***** Material provided
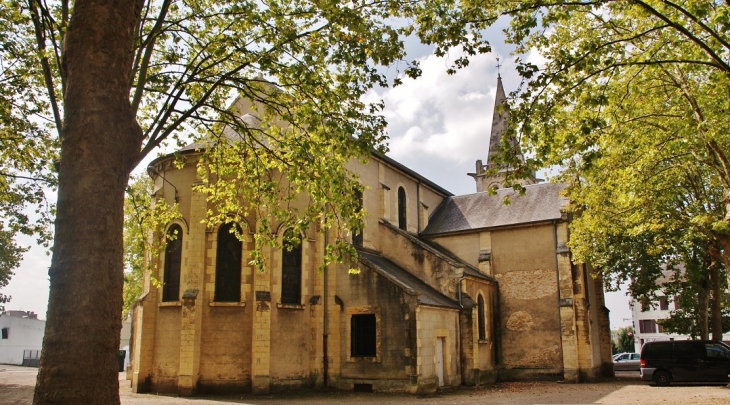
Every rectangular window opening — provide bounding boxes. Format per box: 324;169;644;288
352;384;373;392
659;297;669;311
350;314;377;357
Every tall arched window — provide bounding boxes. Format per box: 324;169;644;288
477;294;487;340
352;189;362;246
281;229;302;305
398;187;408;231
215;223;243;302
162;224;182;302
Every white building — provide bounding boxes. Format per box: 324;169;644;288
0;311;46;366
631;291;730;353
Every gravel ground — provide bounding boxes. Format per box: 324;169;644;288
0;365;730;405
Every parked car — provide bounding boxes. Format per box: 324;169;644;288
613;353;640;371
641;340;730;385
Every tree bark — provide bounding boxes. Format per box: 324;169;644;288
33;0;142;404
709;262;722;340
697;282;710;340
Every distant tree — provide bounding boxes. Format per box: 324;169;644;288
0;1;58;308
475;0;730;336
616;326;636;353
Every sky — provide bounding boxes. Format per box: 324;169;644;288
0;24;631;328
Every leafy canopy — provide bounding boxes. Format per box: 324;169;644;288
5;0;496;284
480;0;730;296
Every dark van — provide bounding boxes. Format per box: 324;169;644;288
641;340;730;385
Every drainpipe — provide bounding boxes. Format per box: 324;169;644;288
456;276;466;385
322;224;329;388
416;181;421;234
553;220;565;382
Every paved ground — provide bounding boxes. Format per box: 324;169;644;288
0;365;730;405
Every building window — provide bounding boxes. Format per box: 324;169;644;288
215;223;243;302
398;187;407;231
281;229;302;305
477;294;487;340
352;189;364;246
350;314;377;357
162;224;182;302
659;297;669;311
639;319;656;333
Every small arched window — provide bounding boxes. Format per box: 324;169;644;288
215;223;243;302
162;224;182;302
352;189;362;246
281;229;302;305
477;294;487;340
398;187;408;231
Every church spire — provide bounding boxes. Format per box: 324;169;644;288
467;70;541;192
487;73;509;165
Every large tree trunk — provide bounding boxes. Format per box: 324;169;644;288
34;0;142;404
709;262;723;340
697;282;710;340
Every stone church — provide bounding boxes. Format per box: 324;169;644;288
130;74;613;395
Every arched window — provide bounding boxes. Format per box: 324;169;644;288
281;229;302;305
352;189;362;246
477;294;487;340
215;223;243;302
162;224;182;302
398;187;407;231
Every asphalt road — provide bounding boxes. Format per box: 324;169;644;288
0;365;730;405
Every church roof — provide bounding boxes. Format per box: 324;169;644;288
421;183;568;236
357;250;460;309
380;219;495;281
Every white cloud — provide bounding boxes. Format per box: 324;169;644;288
**********
Challenge: Reproduce all of the items above with "chapel" substituted for every occurrence of "church", changing nothing else. Omit the pictures.

Correct response:
Every rectangular window opening — provide bounding boxes. Format per box: 324;169;644;288
352;384;373;392
659;297;669;311
350;314;377;357
Every tall arched window — provide bounding boxes. Format per box: 324;169;644;288
477;294;487;340
352;189;362;246
281;229;302;305
398;187;408;231
215;223;243;302
162;224;182;302
Every white building — provide bounding boxes. Format per box: 324;169;644;288
0;311;46;366
631;291;730;353
Every gravel ground — provide bounding boxes. Format per box: 324;169;644;288
0;365;730;405
Every parked car — provide bounding boxes. Format per box: 324;169;644;288
613;353;640;371
641;340;730;385
Every tree bark — provide bounding boxes. Format per box: 324;169;644;288
33;0;142;404
709;262;722;340
697;282;710;340
Every distant tree — provide bounding boxes. Format per box: 324;169;644;288
0;1;58;308
475;0;730;336
616;326;636;353
Every sky — provide bounding boxes. Format per box: 324;169;644;288
0;24;631;328
Every leafy canopy — provide bounding boxes. Format per box: 324;169;644;288
5;0;496;284
480;0;730;296
Every dark van — provide bounding boxes. Format per box: 324;169;644;288
641;340;730;385
Every drainpipe — provide bounding boxes. Format per box: 324;169;644;288
456;276;466;385
322;224;329;388
416;181;421;234
553;220;565;382
Every paved ground — provide bounding boxes. Format per box: 324;169;644;288
0;365;730;405
Every building window — provide bounding boxes. Format per box: 324;169;644;288
215;223;243;302
398;187;407;231
281;229;302;305
477;294;487;340
352;189;364;246
350;314;377;357
162;224;182;302
659;297;669;311
639;319;656;333
Every small arched window — provide bounding boxes. Format per box: 324;169;644;288
215;223;243;302
162;224;182;302
352;189;362;246
281;229;302;305
477;294;487;340
398;187;408;231
Every chapel spire — provide bounding boxes. Format per box: 324;169;644;288
467;70;541;192
487;73;509;165
Every large tree trunk — provide bounding boxes. Format per box: 324;169;644;288
34;0;142;404
709;262;723;340
697;282;710;340
Every stone chapel — provide bounding boxes. Format per box: 324;169;644;288
130;74;613;395
Every arched window — provide bounding boxes. Format per box: 324;169;644;288
281;229;302;305
352;189;362;246
477;294;487;340
215;223;243;302
162;224;182;302
398;187;407;231
Every asphalt road — provide bounding boxes. Format per box: 324;169;644;288
0;365;730;405
Every chapel roof — provide bounding boxes. Format per box: 324;169;644;288
421;183;568;236
357;250;460;309
380;219;495;281
Every white cloud — provide bounding boxes. Format per box: 324;169;644;288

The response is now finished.